— Aim of the exercise —
Return the full set of entries exactly. Omit none.

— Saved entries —
------------------------

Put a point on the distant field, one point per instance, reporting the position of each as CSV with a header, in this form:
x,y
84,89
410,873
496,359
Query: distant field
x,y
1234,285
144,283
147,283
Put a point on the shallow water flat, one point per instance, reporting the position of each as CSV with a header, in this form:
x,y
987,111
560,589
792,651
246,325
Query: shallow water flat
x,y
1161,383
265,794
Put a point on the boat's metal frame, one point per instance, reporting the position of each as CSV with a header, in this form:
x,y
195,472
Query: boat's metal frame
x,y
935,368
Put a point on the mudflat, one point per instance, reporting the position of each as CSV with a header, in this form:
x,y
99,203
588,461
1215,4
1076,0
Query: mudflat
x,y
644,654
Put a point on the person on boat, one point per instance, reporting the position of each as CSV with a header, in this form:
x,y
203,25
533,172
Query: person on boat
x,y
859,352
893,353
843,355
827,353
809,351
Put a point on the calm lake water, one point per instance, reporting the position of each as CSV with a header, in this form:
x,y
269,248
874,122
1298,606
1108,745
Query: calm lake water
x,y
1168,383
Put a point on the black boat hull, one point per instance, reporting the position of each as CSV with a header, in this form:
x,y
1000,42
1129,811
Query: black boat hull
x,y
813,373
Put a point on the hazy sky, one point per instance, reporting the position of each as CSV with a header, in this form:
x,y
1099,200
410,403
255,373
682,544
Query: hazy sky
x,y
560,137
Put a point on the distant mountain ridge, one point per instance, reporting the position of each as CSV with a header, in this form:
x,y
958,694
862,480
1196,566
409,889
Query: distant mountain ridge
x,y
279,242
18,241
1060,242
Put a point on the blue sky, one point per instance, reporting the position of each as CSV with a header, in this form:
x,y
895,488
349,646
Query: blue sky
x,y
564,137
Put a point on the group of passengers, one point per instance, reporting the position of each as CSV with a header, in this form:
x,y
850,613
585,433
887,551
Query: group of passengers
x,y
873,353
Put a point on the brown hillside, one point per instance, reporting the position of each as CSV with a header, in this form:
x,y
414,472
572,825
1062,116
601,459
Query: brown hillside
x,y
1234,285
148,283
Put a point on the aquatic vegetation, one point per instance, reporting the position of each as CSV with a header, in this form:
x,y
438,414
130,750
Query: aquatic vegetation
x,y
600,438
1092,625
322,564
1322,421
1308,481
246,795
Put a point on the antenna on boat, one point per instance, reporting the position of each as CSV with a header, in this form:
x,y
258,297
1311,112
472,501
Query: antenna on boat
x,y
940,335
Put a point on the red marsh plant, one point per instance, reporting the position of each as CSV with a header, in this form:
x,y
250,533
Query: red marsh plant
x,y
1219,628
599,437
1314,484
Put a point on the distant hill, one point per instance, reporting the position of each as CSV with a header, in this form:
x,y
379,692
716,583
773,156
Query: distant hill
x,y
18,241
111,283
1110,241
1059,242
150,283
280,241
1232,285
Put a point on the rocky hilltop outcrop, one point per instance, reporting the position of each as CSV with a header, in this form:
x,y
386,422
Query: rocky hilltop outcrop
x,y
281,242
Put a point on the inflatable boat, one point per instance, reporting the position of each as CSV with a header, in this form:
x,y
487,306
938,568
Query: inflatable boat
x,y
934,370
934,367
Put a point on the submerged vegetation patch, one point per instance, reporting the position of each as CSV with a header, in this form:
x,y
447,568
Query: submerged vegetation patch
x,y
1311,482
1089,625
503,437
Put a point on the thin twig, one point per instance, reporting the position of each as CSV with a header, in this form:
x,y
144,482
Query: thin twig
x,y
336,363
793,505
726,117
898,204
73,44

------------------------

— Answer below —
Put a point on the distant field, one point per instance, reporting the position of each as CSV with a header, in this form:
x,y
84,89
410,873
496,359
Query: distant field
x,y
1234,285
144,283
147,283
Put a point on the shallow water flat, one point per instance, reporting the position of each as CSV with a header, in this form:
x,y
987,111
560,589
792,651
246,325
Query: shallow water flat
x,y
1161,383
265,794
Put a point on the boat's metal frame, one point per instance, reporting the position of each as CSV with a header, in this form:
x,y
195,472
Query: boat's metal frame
x,y
935,368
Put a point on the mudflat, one point per instance, reporting the position of each as CSV with a header, in this form:
x,y
99,203
588,461
1215,4
1076,0
Query: mudflat
x,y
644,654
Put a point on the person on boat, one point per instance, reporting the position of each as CSV with a header, in this form:
x,y
203,25
533,172
Query: person on boat
x,y
859,352
893,353
843,355
827,353
809,351
Put a point on the calm lake water, one point per instance, reporting the position of each as CSV with a header, in this form:
x,y
269,248
874,122
1298,606
1108,745
Query: calm lake water
x,y
1168,383
Put a point on the black boat hull, one point per instance, reporting the position of each as CSV with a header, in this form:
x,y
1000,42
1129,811
Query: black boat hull
x,y
813,373
Put a point on the hazy sky, one point per instance, reporting the position of each as CSV with a header, in this form:
x,y
1099,200
410,403
255,373
682,544
Query: hazy sky
x,y
560,137
Put a point on the distant mountain ridge, one point per instance, reporting the position of each as CSV with a header, in this form:
x,y
958,694
862,480
1196,566
409,889
Query: distant mountain ridge
x,y
279,242
18,241
1060,242
Put a point on the blue sky, one point per instance, reporting the position of each as CSV with a header, in this form:
x,y
895,488
349,646
Query: blue sky
x,y
564,137
Put a point on the group of passengers, one point per instance, reporting the position of each as CSV with a header, in this form:
x,y
850,613
585,433
887,551
Query: group of passengers
x,y
873,353
Put a point on the brown hillside, one point per instance, reporting the position of each as CSV with a header, in this form:
x,y
414,472
572,825
1062,116
601,459
Query: brown hillside
x,y
1234,285
148,283
Put a point on the aquatic vegetation, one point per instance, reporting the position of each as CSV with a header, in this form:
x,y
438,414
130,750
Query: aquatic vegetation
x,y
600,438
1092,625
322,564
1322,421
1308,481
246,795
Put a point on the antenna on boat, one point per instance, reporting the position of each as CSV with a header, in this form:
x,y
258,297
1311,112
472,501
Query: antenna on boat
x,y
940,335
Put a point on the red marsh plant, one point per instance, reporting the position of each as CSV with a header, in this form:
x,y
250,533
Query: red marsh plant
x,y
1219,628
599,437
1314,484
Put a point on the distant hill, one point per instance, reporting the position of each as CSV with a header, in this form:
x,y
379,692
716,583
773,156
Query: distant hill
x,y
18,241
111,283
1110,241
1059,242
150,283
280,241
1232,285
Put a point on the rocky hilltop outcrop, one point per instance, reporting the position of each as CSV with a header, in this form:
x,y
386,422
Query: rocky hilltop outcrop
x,y
281,242
Put a point on the inflatable boat, one point per instance, reporting the position of each as CSV with a header, in this form:
x,y
487,306
938,568
Query: inflatable boat
x,y
934,370
934,367
Put a point on the submerged vegetation patch, one point per instance, reporting the position of each as CSV with a header, in this form:
x,y
447,568
Query: submerged vegetation patch
x,y
1311,482
1089,625
503,437
Put a point on the thin twig, one point per instance, reporting the position of each as CSV with a header, in this form:
x,y
144,482
Query: thin twig
x,y
336,363
793,505
726,117
898,204
73,44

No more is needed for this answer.